### [Work to be completed]
Write the data out again exactly, with no pictures.

### [Stored records]
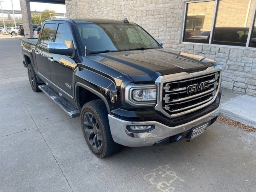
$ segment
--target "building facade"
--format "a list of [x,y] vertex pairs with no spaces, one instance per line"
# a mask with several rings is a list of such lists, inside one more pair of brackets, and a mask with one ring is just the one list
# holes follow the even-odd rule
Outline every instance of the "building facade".
[[214,59],[222,86],[256,96],[255,0],[66,0],[67,16],[123,19],[164,47]]

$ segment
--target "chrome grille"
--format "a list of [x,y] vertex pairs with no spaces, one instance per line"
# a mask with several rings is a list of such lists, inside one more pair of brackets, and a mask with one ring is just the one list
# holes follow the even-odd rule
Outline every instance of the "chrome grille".
[[167,116],[175,117],[210,104],[218,93],[221,71],[214,68],[209,70],[161,79],[156,83],[160,91],[156,109]]

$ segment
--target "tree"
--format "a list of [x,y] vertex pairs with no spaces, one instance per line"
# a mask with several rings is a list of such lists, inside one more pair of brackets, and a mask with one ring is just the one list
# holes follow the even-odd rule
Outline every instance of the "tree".
[[[33,13],[32,14],[32,23],[33,24],[41,24],[41,21],[40,20],[40,15],[38,14]],[[42,21],[42,23],[43,21]]]
[[[41,18],[42,23],[46,20],[50,19],[50,15],[52,14],[52,19],[56,19],[55,15],[56,14],[55,11],[54,10],[46,9],[43,11],[41,14]],[[32,14],[32,22],[33,24],[41,24],[40,20],[40,14],[33,13]]]

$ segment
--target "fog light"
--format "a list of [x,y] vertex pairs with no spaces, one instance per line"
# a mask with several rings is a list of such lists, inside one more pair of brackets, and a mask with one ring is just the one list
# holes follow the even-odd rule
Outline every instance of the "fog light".
[[126,129],[129,132],[148,132],[155,128],[154,125],[145,125],[144,126],[132,126],[127,125]]

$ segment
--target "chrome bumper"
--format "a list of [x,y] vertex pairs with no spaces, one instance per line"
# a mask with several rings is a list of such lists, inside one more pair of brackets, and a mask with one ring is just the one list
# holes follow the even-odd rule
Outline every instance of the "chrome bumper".
[[[152,145],[164,139],[207,122],[218,116],[219,112],[220,107],[190,122],[175,127],[168,127],[156,121],[126,121],[110,114],[108,114],[108,120],[111,134],[115,142],[129,147],[141,147]],[[148,132],[143,133],[131,133],[126,129],[127,125],[142,126],[146,125],[154,125],[155,128]]]

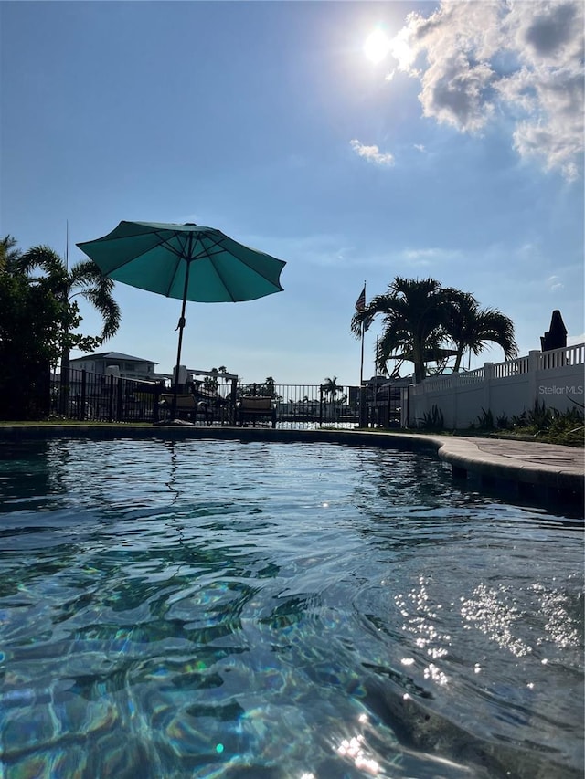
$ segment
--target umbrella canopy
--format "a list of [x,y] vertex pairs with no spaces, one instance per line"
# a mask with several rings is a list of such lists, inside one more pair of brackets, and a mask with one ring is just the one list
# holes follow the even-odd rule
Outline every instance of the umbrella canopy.
[[215,227],[122,221],[107,236],[77,246],[104,276],[183,301],[176,387],[187,300],[239,302],[282,291],[280,276],[285,262]]
[[214,227],[121,222],[107,236],[78,247],[104,276],[167,298],[239,302],[282,291],[285,262]]

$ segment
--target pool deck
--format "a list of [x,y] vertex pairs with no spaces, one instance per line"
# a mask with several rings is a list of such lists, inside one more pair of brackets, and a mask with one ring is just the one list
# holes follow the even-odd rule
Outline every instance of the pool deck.
[[459,436],[394,433],[381,430],[290,430],[269,427],[203,427],[182,425],[0,425],[0,440],[44,437],[112,438],[214,437],[243,440],[331,442],[354,446],[427,449],[452,468],[453,478],[479,480],[489,489],[512,488],[518,495],[547,502],[583,505],[585,449]]

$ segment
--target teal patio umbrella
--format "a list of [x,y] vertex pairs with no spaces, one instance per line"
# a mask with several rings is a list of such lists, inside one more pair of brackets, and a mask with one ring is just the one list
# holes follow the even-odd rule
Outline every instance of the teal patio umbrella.
[[187,300],[254,300],[282,292],[286,265],[250,248],[215,227],[157,222],[121,222],[111,233],[77,246],[104,276],[183,301],[175,374],[175,407]]

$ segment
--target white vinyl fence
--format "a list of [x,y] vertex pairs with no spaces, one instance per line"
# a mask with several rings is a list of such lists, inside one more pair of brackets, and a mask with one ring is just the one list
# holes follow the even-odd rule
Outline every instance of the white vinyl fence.
[[[463,374],[431,376],[410,387],[409,425],[416,426],[433,406],[447,429],[477,425],[484,412],[494,420],[518,416],[544,402],[547,408],[583,410],[585,403],[585,343],[550,352],[530,352],[527,357],[485,363]],[[577,405],[576,405],[577,404]]]

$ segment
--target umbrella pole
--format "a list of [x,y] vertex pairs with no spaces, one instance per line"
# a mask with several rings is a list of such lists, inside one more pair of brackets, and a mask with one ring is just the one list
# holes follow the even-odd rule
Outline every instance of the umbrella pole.
[[185,309],[186,306],[186,290],[189,284],[189,268],[191,267],[190,260],[186,262],[186,271],[185,273],[185,289],[183,290],[183,305],[181,307],[181,317],[177,325],[179,332],[179,342],[176,349],[176,363],[175,365],[175,387],[173,391],[173,405],[171,407],[171,419],[176,416],[176,395],[179,390],[179,365],[181,363],[181,348],[183,346],[183,330],[185,328]]

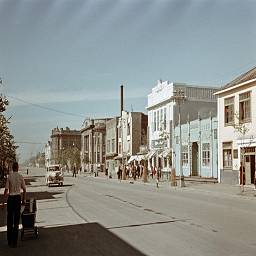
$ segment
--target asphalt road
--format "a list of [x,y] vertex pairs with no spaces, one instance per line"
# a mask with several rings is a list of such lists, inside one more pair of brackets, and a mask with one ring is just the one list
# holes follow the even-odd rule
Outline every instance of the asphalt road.
[[92,177],[79,179],[67,198],[86,222],[146,255],[256,254],[255,198]]
[[44,170],[23,174],[38,203],[39,239],[9,249],[1,221],[0,255],[255,255],[256,198],[223,193],[228,187],[157,189],[67,174],[64,187],[48,188]]

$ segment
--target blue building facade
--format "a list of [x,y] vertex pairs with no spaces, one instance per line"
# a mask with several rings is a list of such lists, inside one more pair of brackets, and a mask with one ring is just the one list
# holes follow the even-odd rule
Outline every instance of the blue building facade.
[[217,126],[217,117],[188,121],[181,125],[181,143],[180,127],[174,128],[172,146],[176,175],[180,175],[182,164],[184,176],[218,178]]

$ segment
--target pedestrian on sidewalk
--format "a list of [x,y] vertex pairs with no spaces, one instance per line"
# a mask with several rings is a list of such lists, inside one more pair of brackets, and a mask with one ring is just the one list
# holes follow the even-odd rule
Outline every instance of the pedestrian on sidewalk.
[[76,178],[76,167],[75,166],[73,167],[73,177]]
[[24,178],[18,173],[19,164],[14,162],[12,165],[13,172],[7,177],[4,200],[7,199],[7,240],[10,247],[17,247],[18,230],[21,209],[21,189],[23,190],[22,204],[26,199],[26,185]]
[[256,190],[256,169],[254,172],[254,190]]

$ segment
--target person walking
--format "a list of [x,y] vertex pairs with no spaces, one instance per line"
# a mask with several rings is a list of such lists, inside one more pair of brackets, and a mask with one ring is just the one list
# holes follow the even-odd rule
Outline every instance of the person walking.
[[76,167],[75,166],[73,167],[73,177],[76,178]]
[[12,165],[13,172],[10,173],[6,180],[4,190],[4,200],[7,199],[7,240],[10,247],[17,247],[18,230],[21,209],[21,189],[23,190],[22,204],[26,200],[26,185],[24,178],[18,173],[19,164],[14,162]]

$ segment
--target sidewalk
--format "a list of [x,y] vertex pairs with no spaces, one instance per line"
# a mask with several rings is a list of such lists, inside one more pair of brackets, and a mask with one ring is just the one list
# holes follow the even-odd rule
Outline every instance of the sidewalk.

### [Full answer]
$ segment
--target "building facade"
--format "a list of [x,y] vertex pairs with no spaces, one instance per line"
# a mask with several rings is a list of such lists, inside one more pair of brackets, and a mask with one ring is just the one list
# holes follow the even-odd rule
Outline every instance of the "building facade".
[[214,59],[222,86],[256,96],[255,0],[66,0],[67,16],[123,19],[164,47]]

$ segment
--target "chrome grille"
--format "a list of [x,y] vertex pairs with no spaces, one instance per line"
# a mask with several rings is a list of such lists, inside one more pair of brackets, and a mask with one ring is just the one list
# holes follow the even-odd rule
Outline every instance of the "chrome grille".
[[167,116],[175,117],[210,104],[218,93],[221,71],[214,68],[209,70],[161,79],[156,83],[160,91],[156,109]]

$ segment
--target "tree"
--format "a list of [x,y] vertex pairs with no spaces, one instance per line"
# a mask with several rings is a list of such lists, inside one more pair of brackets, and a mask with one ring is just the one list
# holes follow the even-odd rule
Outline every instance of the "tree".
[[[33,13],[32,14],[32,23],[33,24],[41,24],[41,21],[40,20],[40,15],[38,14]],[[42,21],[42,23],[43,21]]]
[[[41,18],[42,23],[46,20],[50,19],[50,15],[52,14],[52,19],[56,19],[55,15],[56,14],[55,11],[54,10],[46,9],[43,11],[41,14]],[[32,14],[32,22],[33,24],[41,24],[40,20],[40,14],[33,13]]]

$ segment
--target "fog light"
--format "a list of [x,y] vertex pairs with no spaces, one instance per line"
# a mask with several rings is a list of such lists, inside one more pair of brackets, and a mask with one ring is just the one list
# holes follow the even-odd rule
Outline every instance of the "fog light".
[[126,129],[129,132],[148,132],[155,128],[154,125],[145,125],[144,126],[132,126],[127,125]]

$ segment
--target "chrome bumper"
--format "a list of [x,y] vertex pairs with no spaces, one instance per line"
# a mask with several rings is a list of such lists, inside one more pair of brackets, and a mask with one ring is just the one list
# holes follow the even-odd rule
Outline every instance of the "chrome bumper".
[[[152,145],[164,139],[207,122],[218,116],[219,112],[220,107],[190,122],[175,127],[168,127],[156,121],[126,121],[110,114],[108,114],[108,120],[111,134],[115,142],[129,147],[141,147]],[[148,132],[143,133],[131,133],[126,129],[127,125],[142,126],[146,125],[154,125],[155,128]]]

$ segment
--target umbrella canopy
--format "a list of [x,y] vertex pairs with no spaces, one instance per line"
# a mask with several rings is a list of such lists, inside one more pair of brackets, and a mask with one ring is just the one list
# holes follow the even-odd rule
Outline every instance of the umbrella canopy.
[[215,227],[122,221],[107,236],[77,246],[104,276],[183,301],[176,387],[187,300],[239,302],[282,291],[280,276],[285,262]]
[[214,227],[121,222],[107,236],[78,247],[104,276],[167,298],[239,302],[282,291],[285,262]]

$ segment
--target pool deck
--format "a list of [x,y] vertex pairs with no spaces, one instance per line"
# a mask with several rings is a list of such lists, inside one more pair of brackets, and a mask with one ring is just the one list
# holes follow the even-odd rule
Outline every instance of the pool deck.
[[459,436],[394,433],[381,430],[290,430],[269,427],[203,427],[182,425],[0,425],[0,440],[44,437],[112,438],[214,437],[243,440],[331,442],[354,446],[427,449],[452,468],[453,478],[479,480],[489,489],[512,488],[518,495],[547,502],[583,505],[585,449]]

$ segment
--target teal patio umbrella
--format "a list of [x,y] vertex pairs with no spaces, one instance per line"
# a mask with several rings is a list of such lists, inside one more pair of brackets, and a mask with one ring is just the one list
# holes follow the even-odd rule
Outline every instance of the teal patio umbrella.
[[187,300],[254,300],[282,292],[286,265],[250,248],[215,227],[157,222],[121,222],[111,233],[77,246],[104,276],[183,301],[175,374],[175,407]]

$ segment
--target white vinyl fence
--format "a list of [x,y] vertex pairs with no spaces, one instance per line"
# a mask with several rings is a list of such lists, inside one more pair of brackets, and a mask with one ring is just the one list
# holes follow the even-odd rule
Outline every instance of the white vinyl fence.
[[[463,374],[431,376],[410,387],[409,425],[416,426],[433,406],[447,429],[477,425],[484,412],[494,420],[518,416],[544,402],[547,408],[583,410],[585,403],[585,343],[550,352],[530,352],[527,357],[485,363]],[[577,405],[576,405],[577,404]]]

$ segment
--target umbrella pole
--format "a list of [x,y] vertex pairs with no spaces, one instance per line"
# a mask with several rings is a list of such lists, inside one more pair of brackets, and a mask with one ring is just the one list
# holes follow the even-odd rule
Outline every instance of the umbrella pole.
[[185,309],[186,306],[186,290],[189,284],[189,268],[191,267],[190,260],[186,262],[186,271],[185,273],[185,289],[183,290],[183,305],[181,307],[181,317],[177,325],[179,332],[179,342],[176,349],[176,363],[175,365],[175,387],[173,391],[173,405],[171,407],[171,419],[176,416],[176,395],[179,390],[179,365],[181,363],[181,348],[183,346],[183,330],[185,328]]

$ segment
--target asphalt road
--format "a list of [x,y] vertex pairs with no spaces, one instance per line"
# a mask with several rings is a list of such lists, inside one more pair of brackets, and a mask with one ring is just the one list
# holes follow the even-odd rule
Outline every instance of the asphalt road.
[[92,177],[79,179],[67,198],[86,222],[146,255],[256,254],[255,198]]
[[44,170],[23,174],[38,203],[39,239],[9,249],[1,221],[0,255],[255,255],[256,198],[223,193],[228,187],[157,189],[67,174],[64,187],[48,188]]

$ segment
--target blue building facade
--format "a list of [x,y] vertex pairs with no spaces, one instance per line"
# a mask with several rings is a list of such lists, inside one more pair of brackets, and a mask with one ring is just the one list
# holes follow the even-odd rule
Outline every instance of the blue building facade.
[[217,126],[217,117],[188,121],[181,125],[181,143],[180,127],[174,128],[172,146],[176,175],[180,175],[182,164],[184,176],[218,178]]

$ segment
--target pedestrian on sidewalk
--format "a list of [x,y] vertex pairs with no spaces, one instance per line"
# a mask with several rings is a list of such lists, inside one more pair of brackets, and a mask with one ring is just the one list
# holes follow the even-odd rule
Outline every instance of the pedestrian on sidewalk.
[[76,178],[76,167],[75,166],[73,167],[73,177]]
[[24,178],[18,173],[19,164],[14,162],[12,165],[13,172],[7,177],[4,200],[7,199],[7,240],[10,247],[17,247],[18,230],[21,209],[21,189],[23,190],[22,204],[26,199],[26,185]]
[[256,190],[256,169],[254,172],[254,190]]

$ segment
--target person walking
--format "a list of [x,y] vertex pairs with no spaces, one instance per line"
# a mask with several rings is a list of such lists, inside one more pair of brackets, and a mask with one ring is just the one list
# holes follow the even-odd rule
Outline every instance of the person walking.
[[76,167],[75,166],[73,167],[73,177],[76,178]]
[[12,165],[13,172],[10,173],[6,180],[4,190],[4,200],[7,199],[7,240],[10,247],[17,247],[18,230],[21,209],[21,189],[23,190],[22,204],[26,200],[26,185],[24,178],[18,173],[19,164],[14,162]]

$ segment
--target sidewalk
--format "a list of [x,y] vertex pairs with no spaces, one instance per line"
# a mask with several rings is a list of such lists, inside one more pair of brackets, and a mask with one ring is just the one list
# holes follow the even-odd rule
Outline every instance of the sidewalk.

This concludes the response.